Could you retype the entries below word for word, from their very start through the line that contains "column 285, row 320"?
################
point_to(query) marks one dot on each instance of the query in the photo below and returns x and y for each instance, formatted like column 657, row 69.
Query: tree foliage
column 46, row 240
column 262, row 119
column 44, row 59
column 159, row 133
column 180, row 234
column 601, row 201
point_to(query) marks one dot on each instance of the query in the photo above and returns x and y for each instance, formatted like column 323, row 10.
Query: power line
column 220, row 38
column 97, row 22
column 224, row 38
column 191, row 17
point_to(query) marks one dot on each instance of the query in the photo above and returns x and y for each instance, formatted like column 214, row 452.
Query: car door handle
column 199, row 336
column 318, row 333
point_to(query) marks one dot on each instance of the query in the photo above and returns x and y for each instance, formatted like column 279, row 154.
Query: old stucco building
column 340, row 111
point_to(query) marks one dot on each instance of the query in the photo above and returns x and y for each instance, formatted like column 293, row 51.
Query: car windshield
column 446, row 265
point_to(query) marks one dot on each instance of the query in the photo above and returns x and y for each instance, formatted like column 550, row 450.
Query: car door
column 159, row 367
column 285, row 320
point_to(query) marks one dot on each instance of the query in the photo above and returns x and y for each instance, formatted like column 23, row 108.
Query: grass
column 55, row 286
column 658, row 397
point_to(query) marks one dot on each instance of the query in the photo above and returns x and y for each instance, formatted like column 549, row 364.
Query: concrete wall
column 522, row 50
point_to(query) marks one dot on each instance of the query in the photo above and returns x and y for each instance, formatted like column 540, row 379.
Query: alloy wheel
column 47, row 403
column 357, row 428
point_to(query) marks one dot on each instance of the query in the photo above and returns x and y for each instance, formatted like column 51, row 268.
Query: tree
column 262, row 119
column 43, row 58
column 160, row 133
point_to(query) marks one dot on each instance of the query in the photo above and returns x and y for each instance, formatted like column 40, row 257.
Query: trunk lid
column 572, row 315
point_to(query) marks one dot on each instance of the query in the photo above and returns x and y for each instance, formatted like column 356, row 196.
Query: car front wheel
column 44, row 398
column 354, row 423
################
_Answer to the task_:
point_to(query) marks one dot on each instance of the query in the photo below and returns x and y for each instance, formatted like column 657, row 69.
Query: tree foliage
column 46, row 240
column 262, row 119
column 44, row 59
column 159, row 133
column 180, row 234
column 601, row 201
point_to(query) marks one dot on each instance of the query in the photo above and returns x and y for each instance, formatted like column 323, row 10.
Query: power line
column 220, row 38
column 97, row 22
column 224, row 38
column 191, row 17
point_to(query) marks one dot on each instance of the query in the photo above and returns x and y for each instance, formatted like column 214, row 452.
Query: car door handle
column 199, row 336
column 318, row 333
point_to(query) marks one dot on each instance of the query in the photo above and returns x and y for each instance, formatted like column 279, row 154.
Query: old stucco building
column 340, row 111
point_to(query) marks one dot on each instance of the query in the photo above and returns x and y for each instance, formatted like column 293, row 51.
Query: car windshield
column 446, row 265
point_to(query) marks one dot on each instance of the query in the photo above and returns x and y for each instance, formatted like column 550, row 450.
Query: car door
column 159, row 367
column 285, row 320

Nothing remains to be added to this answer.